Return every line of the data that contains the string "wood", matching case exactly.

**Dataset rows**

# # #

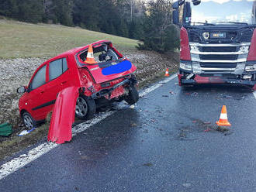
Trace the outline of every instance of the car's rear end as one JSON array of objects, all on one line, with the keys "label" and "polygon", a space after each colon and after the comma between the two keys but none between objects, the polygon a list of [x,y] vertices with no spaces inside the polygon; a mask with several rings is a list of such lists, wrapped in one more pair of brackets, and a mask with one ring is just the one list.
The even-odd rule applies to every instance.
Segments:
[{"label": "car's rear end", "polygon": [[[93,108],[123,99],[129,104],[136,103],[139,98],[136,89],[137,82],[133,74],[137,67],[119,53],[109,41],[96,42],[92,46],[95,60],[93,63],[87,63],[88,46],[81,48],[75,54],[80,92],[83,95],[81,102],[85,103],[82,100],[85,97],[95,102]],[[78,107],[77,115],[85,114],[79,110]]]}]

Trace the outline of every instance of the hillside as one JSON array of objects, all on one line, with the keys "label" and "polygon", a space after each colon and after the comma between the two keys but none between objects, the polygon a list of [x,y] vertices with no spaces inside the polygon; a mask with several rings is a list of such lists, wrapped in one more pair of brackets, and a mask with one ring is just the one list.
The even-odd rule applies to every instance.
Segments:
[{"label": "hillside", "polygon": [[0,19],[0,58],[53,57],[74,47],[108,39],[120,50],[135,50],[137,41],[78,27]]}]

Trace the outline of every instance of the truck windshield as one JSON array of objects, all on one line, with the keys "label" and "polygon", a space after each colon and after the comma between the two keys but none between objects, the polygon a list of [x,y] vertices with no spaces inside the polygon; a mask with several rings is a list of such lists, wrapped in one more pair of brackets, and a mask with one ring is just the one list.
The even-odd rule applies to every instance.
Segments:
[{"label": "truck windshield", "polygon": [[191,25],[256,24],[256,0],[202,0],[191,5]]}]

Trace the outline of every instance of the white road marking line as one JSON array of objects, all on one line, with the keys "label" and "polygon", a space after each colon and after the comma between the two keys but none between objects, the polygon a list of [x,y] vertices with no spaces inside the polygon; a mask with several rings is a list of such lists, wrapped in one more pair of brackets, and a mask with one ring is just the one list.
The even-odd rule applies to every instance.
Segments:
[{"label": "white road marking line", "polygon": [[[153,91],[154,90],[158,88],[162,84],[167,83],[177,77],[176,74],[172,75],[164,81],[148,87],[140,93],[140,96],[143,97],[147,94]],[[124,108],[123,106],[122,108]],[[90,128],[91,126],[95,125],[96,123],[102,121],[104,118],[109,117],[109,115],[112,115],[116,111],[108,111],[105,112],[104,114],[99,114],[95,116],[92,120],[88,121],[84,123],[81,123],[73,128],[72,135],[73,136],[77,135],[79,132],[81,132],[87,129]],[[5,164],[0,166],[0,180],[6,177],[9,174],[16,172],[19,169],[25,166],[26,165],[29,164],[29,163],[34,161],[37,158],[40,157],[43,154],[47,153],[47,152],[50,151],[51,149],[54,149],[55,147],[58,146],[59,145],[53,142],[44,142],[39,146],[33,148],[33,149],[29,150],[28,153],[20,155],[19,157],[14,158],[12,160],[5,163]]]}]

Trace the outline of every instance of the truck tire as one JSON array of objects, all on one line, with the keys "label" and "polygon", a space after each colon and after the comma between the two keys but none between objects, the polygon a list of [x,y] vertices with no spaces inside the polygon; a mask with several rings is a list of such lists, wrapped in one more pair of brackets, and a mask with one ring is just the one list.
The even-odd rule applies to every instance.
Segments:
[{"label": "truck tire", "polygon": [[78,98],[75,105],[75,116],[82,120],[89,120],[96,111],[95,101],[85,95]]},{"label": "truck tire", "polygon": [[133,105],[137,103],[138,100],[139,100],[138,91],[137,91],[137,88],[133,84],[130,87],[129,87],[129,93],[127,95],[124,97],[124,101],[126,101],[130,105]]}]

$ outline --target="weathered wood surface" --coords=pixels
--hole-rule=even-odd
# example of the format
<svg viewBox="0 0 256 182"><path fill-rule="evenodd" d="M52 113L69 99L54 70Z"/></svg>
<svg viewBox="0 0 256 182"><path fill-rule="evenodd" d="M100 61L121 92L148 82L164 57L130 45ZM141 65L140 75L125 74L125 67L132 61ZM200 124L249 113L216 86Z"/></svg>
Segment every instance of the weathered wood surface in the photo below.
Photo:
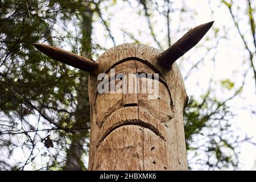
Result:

# # #

**Problem solution**
$ outline --target="weathered wood surface" --coords=pixels
Segment every instance of the weathered wood surface in the photo below.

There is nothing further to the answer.